__CONSIGNES__:
1. Répondez aux questions suivantes d'après le texte sur Alexandra :
(a) Dans quelle ville a-t-elle fait des études d'infirmière ?
(b) Qui a-t-elle épousé en 1904 ?
(c) À quelle société a-t-elle adhéré ?
2. Restituez sous forme de liste JSON de chaînes les lignes des enregistrements allant de celle qui contient « work: provide the mask of every instance of the <item>weathered » jusqu'à la fin des enregistrements, les deux bornes incluses. Mettez une chaîne par ligne et laissez de côté les lignes vides.

__TEXTE FOURNI__:
---+---

Passionnée de même par les exploits des héros de Jules VERNE, elle projette  » Comme eux et mieux encore, si possible, je voyagerai… ».

Sa toute petite enfance est déjà l’occasion d’une première fugue, expérience qu’elle renouvellera plusieurs fois au cours de son adolescence.

A vingt ans, des études d’infirmière, à Bruxelles, et d’anglais, à Londres, lui permettent de justifier d’autres départs et de nouer des amitiés décisives.

Elle adhère alors à la Société Théosophique qui, par son organisation d’accueil, lui ouvrira partout des portes. Elle entreprend parallèlement des études en langues et philosophies orientales. Mais c’est seule qu’elle poursuivra plus tard ses recherches sur l’Hindouisme et le Bouddhisme.

Elle entreprend une carrière lyrique qu’elle réussit remarquablement. Une tournée à Tunis est l’occasion d’une rencontre avec Philippe NEEL, qu’elle épousera en 1904. Le mariage est un échec qui se transforme en une vivante amitié.

La certitude d’une vocation propre dans le domaine orientaliste la conduit à de très nombreux voyages en Orient, qui sont le champ d’expériences humaines et spirituelles innombrables.
[…]

Cette quête multiforme, cette curiosité insatiable la mettent en relation aussi bien avec d’éminentes personnalités politiques de son époque, qu’avec de grands maîtres spirituels ou des chefs religieux prestigieux puisqu’elle sera reçue par le DALAI-LAMA et le PANCHEN-LAMA.
[…]

Les traits du caractère d’Alexandra sont si divers, si riches, si extrêmes et si vigoureux, qu’il est impossible de l’esquisser en quelques lignes. Tout au long de ses récits, se révèle un personnage fascinant et tout à fait hors du commun. Courageuse, intrépide sans folle imprudence, voyageuse prévoyante et organisée, elle est douée d’improvisation et de sens pratique. Elle fait face avec un sang-froid inaltérable aux situations les plus dramatiques. Elle a beaucoup d’à-propos et une aptitude toute particulière à trouver le stratagème qui déjouera l’adversaire. Avec une vigueur toute masculine elle fait « le coup de poing » ou applique le fouet d’une main leste, mais sait être espiègle à la manière d’une petite fille. Elle manifeste souvent beaucoup d’humour. Assez misanthrope, elle aime beaucoup les animaux.

---+---

__DONNÉES PRÉSENTÉES__:
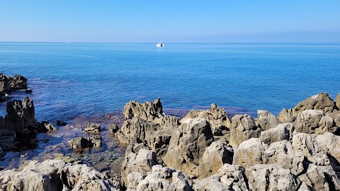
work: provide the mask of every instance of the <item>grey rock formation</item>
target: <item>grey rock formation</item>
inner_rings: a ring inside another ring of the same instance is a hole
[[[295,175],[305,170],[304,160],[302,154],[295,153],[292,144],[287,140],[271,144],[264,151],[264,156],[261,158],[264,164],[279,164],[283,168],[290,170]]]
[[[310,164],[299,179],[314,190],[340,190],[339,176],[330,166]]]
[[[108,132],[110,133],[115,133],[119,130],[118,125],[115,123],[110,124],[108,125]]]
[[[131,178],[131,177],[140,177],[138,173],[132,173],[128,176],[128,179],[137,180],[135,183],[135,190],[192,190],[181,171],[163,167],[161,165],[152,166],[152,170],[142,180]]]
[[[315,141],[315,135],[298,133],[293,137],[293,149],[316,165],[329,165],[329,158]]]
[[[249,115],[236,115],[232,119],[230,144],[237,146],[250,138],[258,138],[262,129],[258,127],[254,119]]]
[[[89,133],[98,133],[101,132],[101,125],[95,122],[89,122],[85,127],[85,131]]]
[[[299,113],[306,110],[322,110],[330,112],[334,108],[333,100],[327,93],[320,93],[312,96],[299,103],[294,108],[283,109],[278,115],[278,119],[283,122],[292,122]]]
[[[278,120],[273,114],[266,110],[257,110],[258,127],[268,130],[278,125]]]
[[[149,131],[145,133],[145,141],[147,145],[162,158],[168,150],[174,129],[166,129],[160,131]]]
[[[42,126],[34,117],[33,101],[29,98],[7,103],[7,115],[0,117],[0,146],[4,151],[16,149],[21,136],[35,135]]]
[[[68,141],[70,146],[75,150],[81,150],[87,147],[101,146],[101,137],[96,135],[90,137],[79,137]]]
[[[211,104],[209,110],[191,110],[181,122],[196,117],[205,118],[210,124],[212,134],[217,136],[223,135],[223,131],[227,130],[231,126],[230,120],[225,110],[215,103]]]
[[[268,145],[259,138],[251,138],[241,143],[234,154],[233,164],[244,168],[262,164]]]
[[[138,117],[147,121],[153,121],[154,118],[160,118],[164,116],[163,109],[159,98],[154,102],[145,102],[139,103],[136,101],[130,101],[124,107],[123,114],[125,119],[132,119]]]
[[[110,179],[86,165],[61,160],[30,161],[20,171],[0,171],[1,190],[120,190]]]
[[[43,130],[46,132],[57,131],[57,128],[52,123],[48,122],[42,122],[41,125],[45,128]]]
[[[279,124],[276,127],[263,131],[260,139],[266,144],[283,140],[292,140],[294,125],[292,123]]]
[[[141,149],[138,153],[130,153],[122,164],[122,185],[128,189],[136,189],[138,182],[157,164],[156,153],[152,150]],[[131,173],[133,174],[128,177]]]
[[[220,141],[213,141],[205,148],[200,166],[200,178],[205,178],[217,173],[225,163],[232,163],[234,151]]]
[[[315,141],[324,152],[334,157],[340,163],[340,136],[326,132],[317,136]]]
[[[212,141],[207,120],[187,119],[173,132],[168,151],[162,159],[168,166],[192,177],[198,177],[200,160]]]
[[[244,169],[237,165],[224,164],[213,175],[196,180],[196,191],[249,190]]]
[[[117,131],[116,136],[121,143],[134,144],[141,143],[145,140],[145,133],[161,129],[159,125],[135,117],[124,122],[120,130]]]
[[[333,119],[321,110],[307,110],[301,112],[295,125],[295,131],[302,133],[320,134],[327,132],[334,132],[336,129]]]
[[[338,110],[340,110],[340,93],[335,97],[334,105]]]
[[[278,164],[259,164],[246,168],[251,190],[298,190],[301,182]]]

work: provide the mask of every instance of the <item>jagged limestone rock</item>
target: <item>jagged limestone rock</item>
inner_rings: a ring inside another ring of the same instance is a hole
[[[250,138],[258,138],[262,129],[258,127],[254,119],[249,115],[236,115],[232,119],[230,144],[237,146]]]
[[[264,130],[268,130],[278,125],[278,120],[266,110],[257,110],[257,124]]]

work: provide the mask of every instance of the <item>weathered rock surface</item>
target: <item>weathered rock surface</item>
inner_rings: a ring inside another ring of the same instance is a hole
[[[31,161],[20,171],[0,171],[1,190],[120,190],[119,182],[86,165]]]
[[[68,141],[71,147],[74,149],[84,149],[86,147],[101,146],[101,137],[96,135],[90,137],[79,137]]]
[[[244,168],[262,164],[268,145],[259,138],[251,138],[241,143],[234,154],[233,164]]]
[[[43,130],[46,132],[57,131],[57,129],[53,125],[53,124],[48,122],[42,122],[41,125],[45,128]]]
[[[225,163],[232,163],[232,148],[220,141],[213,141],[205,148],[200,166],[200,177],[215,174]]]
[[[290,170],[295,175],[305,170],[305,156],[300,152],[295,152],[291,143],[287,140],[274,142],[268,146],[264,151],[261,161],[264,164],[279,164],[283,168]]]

---+---

__CORRIGÉ__:
1.
(a) À Bruxelles.
(b) Philippe NEEL.
(c) À la Société Théosophique.

2.
[
  "work: provide the mask of every instance of the <item>weathered rock surface</item>",
  "target: <item>weathered rock surface</item>",
  "inner_rings: a ring inside another ring of the same instance is a hole",
  "[[[31,161],[20,171],[0,171],[1,190],[120,190],[119,182],[86,165]]]",
  "[[[68,141],[71,147],[74,149],[84,149],[86,147],[101,146],[101,137],[96,135],[90,137],[79,137]]]",
  "[[[244,168],[262,164],[268,145],[259,138],[251,138],[241,143],[234,154],[233,164]]]",
  "[[[43,130],[46,132],[57,131],[57,129],[53,125],[53,124],[48,122],[42,122],[41,125],[45,128]]]",
  "[[[225,163],[232,163],[232,148],[220,141],[213,141],[205,148],[200,166],[200,177],[215,174]]]",
  "[[[290,170],[295,175],[305,170],[305,156],[300,152],[295,152],[291,143],[287,140],[274,142],[268,146],[264,151],[261,161],[264,164],[279,164],[283,168]]]"
]